*** Excerpted data
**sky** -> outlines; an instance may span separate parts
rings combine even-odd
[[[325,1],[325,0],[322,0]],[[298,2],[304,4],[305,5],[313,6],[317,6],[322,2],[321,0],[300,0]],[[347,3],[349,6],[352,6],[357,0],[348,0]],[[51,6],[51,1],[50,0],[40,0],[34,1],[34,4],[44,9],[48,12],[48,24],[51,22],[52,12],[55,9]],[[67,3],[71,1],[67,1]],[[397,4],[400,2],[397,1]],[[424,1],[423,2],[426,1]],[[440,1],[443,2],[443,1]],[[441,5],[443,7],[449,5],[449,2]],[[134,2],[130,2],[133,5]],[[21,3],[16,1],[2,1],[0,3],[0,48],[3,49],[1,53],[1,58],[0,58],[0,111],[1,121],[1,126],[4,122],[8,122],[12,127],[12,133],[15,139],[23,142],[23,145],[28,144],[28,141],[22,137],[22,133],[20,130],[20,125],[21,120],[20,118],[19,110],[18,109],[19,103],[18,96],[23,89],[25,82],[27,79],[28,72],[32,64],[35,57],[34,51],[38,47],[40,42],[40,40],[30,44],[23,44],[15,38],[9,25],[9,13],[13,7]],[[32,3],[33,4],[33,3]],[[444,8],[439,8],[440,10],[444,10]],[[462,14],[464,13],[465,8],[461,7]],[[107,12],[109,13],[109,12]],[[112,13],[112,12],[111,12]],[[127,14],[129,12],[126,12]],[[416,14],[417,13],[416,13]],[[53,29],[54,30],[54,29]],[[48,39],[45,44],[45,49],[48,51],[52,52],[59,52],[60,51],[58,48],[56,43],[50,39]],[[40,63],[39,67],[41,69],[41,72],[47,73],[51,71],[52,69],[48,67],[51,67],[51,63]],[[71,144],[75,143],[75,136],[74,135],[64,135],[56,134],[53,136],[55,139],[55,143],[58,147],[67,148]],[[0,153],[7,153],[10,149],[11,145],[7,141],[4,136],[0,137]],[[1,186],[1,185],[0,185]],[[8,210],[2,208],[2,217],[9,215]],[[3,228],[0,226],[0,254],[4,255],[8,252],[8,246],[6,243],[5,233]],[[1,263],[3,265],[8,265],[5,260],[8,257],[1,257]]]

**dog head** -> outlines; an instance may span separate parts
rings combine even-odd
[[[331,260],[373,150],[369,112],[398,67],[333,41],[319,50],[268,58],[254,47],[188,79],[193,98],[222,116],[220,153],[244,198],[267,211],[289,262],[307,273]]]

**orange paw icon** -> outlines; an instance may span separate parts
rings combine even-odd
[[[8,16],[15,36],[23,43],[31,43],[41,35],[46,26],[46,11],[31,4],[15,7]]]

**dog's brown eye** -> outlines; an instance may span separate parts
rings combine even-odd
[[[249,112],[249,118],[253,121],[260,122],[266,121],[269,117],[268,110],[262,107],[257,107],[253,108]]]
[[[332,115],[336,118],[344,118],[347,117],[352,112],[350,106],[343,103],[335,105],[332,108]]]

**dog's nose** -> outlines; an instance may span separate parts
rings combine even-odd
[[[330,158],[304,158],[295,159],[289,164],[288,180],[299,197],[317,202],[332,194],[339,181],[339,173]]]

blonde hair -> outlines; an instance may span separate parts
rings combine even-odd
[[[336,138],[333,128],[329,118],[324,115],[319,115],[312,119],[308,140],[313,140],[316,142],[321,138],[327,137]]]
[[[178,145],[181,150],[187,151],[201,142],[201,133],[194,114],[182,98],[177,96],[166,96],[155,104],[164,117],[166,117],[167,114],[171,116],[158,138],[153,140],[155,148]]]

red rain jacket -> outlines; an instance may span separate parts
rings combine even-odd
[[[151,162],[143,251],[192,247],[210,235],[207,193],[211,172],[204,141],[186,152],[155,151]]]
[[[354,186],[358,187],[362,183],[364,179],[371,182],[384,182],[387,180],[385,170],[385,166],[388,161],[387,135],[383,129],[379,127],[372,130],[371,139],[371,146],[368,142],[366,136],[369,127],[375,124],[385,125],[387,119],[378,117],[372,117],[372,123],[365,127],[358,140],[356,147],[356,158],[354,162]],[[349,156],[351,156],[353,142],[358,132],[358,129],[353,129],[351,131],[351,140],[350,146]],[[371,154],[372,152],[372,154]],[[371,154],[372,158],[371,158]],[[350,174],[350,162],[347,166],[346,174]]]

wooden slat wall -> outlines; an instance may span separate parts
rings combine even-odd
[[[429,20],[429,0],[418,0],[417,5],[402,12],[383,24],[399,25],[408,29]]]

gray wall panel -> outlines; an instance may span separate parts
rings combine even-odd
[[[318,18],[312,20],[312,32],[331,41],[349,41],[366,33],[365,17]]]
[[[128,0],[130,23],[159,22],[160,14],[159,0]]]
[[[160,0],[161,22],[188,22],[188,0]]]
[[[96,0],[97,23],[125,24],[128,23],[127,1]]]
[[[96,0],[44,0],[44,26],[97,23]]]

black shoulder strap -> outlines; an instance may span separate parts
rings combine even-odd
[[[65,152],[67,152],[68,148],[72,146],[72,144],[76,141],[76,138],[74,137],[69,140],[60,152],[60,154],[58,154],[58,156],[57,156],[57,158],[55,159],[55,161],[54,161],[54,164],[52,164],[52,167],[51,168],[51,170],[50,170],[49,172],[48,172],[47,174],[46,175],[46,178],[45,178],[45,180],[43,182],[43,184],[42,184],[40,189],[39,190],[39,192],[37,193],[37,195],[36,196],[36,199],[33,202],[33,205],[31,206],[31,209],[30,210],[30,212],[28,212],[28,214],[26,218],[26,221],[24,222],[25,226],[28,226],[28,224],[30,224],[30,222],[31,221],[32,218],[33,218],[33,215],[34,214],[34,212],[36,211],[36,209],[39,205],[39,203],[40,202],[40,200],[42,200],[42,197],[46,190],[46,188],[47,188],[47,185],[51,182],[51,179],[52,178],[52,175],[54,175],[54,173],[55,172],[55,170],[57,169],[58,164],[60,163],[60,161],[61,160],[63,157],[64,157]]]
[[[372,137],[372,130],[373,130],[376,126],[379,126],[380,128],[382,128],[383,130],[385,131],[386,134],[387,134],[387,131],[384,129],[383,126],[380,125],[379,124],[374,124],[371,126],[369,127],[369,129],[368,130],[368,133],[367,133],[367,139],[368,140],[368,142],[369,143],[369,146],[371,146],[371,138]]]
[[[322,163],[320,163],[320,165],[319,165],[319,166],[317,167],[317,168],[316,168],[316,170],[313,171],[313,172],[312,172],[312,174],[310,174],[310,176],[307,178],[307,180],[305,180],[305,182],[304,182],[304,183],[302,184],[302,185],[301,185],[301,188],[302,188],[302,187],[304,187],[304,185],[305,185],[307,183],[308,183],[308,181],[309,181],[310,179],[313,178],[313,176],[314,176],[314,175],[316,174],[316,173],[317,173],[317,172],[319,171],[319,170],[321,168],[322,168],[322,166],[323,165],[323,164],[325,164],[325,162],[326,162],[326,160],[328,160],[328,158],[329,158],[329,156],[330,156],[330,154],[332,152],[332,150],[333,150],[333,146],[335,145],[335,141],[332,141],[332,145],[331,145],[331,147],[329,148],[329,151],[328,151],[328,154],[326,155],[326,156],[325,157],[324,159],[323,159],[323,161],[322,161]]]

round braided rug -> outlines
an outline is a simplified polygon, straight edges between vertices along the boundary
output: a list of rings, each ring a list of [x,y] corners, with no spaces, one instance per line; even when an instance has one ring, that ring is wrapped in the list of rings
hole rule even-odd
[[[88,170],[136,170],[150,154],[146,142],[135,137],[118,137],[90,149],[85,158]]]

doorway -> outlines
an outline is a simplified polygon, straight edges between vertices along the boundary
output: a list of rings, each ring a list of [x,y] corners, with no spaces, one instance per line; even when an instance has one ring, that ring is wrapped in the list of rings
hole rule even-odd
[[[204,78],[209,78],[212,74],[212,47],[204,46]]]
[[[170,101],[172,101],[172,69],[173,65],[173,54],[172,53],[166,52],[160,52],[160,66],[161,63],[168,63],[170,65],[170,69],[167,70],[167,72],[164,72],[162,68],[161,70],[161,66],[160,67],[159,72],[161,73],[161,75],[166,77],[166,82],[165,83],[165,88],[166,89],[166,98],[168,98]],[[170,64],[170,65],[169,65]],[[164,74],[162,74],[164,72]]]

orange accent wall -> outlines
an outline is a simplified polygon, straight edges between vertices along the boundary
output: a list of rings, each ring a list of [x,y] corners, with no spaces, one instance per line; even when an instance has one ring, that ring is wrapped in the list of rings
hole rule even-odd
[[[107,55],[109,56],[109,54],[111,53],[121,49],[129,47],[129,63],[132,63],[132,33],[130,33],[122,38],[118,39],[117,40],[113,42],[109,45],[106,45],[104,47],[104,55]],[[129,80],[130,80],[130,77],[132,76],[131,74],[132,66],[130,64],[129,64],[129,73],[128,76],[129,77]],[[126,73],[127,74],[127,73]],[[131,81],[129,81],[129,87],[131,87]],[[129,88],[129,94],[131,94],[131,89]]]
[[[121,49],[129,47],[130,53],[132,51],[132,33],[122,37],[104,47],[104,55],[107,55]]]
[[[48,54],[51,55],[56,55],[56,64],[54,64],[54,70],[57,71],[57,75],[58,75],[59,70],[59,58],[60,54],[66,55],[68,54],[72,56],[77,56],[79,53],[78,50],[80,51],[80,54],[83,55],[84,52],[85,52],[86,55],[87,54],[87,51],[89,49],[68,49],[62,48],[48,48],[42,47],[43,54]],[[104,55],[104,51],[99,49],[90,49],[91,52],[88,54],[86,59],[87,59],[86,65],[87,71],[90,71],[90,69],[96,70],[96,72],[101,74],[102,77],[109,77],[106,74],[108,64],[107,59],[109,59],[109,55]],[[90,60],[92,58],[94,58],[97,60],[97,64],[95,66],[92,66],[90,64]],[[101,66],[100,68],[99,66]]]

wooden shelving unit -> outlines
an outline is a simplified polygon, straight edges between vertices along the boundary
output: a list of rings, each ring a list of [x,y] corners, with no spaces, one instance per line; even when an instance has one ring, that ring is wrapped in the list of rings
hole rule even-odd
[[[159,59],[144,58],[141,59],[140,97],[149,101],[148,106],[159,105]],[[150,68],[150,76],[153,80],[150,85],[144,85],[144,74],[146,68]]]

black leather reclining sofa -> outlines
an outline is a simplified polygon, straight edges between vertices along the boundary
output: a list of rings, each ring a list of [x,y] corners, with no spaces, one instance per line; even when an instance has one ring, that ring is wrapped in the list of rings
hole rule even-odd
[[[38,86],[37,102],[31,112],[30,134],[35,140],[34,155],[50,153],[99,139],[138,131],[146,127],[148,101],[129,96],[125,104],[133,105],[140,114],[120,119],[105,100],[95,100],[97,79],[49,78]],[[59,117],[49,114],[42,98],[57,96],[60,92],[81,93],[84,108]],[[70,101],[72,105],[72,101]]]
******
Copy the lines above verbatim, starting at the line that contains "gray wall panel" and ending at the line that contains "[[[96,0],[97,23],[125,24],[128,23],[127,1]]]", including both of those lines.

Reply
gray wall panel -> outlines; an instance may span separate parts
rings combine even-odd
[[[318,18],[312,20],[312,32],[331,41],[349,41],[366,33],[365,17]]]
[[[128,0],[130,23],[159,22],[160,14],[159,0]]]
[[[160,0],[161,22],[188,22],[188,0]]]
[[[96,0],[97,23],[125,24],[128,23],[127,1]]]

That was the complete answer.